• Tarefa do exercício 1:
Lista todas as linhas das entradas que contêm a palavra "bare", copiando cada uma sem alterações.

• Texto fornecido:
____________

Um mapeamento sónico da cidade do Porto.

Ricardo Nogueira Fernandes: “Vandoma surgiu como um cliché que pode definir a minha relação com a cidade do Porto”

Texto: ReB Team
Fotografia: Morgana de Castro
Publicado a: 17/03/2023

“Vandoma é nevoeiro, é chuva, é luz branca, é granito. Vandoma é Portugal, é França, é Inglaterra. Vandoma é praias de Gaia, é Serra de Valongo, é Cabo do Mundo. Vandoma é santa padroeira.”

Foi assim que Ricardo Nogueira Fernandes nos apresentou o seu mais recente projecto através de uma missiva que aterrou há dias na nossa caixa de correio digital. Com edição prevista para o dia 31 de Março (a pré-venda já decorre no Bandcamp), Vandoma evoca o genius loci de 13 diferentes locais da cidade do Porto ao longo de 14 faixas tocadas e imortalizadas nos respectivos espaços, dos quais absorve, também, as suas paisagens sónicas.

____________

Registos de anotação por pontos:
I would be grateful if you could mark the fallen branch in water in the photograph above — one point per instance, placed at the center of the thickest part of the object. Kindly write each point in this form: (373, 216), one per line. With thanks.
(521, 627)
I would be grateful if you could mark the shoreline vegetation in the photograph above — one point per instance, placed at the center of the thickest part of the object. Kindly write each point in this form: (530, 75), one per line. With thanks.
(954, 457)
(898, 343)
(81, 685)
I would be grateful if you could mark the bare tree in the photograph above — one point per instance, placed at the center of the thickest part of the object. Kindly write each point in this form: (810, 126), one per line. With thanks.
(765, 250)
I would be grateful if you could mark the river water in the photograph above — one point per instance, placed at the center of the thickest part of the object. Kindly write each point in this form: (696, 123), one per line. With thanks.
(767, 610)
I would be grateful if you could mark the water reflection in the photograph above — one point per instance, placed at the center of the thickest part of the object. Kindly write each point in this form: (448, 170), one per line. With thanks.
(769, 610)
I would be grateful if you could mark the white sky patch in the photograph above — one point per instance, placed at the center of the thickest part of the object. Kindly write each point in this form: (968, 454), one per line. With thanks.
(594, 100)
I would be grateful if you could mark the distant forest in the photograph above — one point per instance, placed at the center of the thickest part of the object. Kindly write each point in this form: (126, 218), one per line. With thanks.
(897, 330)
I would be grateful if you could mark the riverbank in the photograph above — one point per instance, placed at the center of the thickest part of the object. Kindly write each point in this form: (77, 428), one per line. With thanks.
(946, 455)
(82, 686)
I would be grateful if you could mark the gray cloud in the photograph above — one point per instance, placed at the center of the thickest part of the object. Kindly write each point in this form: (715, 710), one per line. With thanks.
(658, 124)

____________

• Tarefa do exercício 2:
Segundo o texto sobre o projeto Vandoma, para que dia está prevista a sua edição?

• Resultado esperado 1:
I would be grateful if you could mark the bare tree in the photograph above — one point per instance, placed at the center of the thickest part of the object. Kindly write each point in this form: (810, 126), one per line. With thanks.

• Resultado esperado 2:
Para o dia 31 de Março.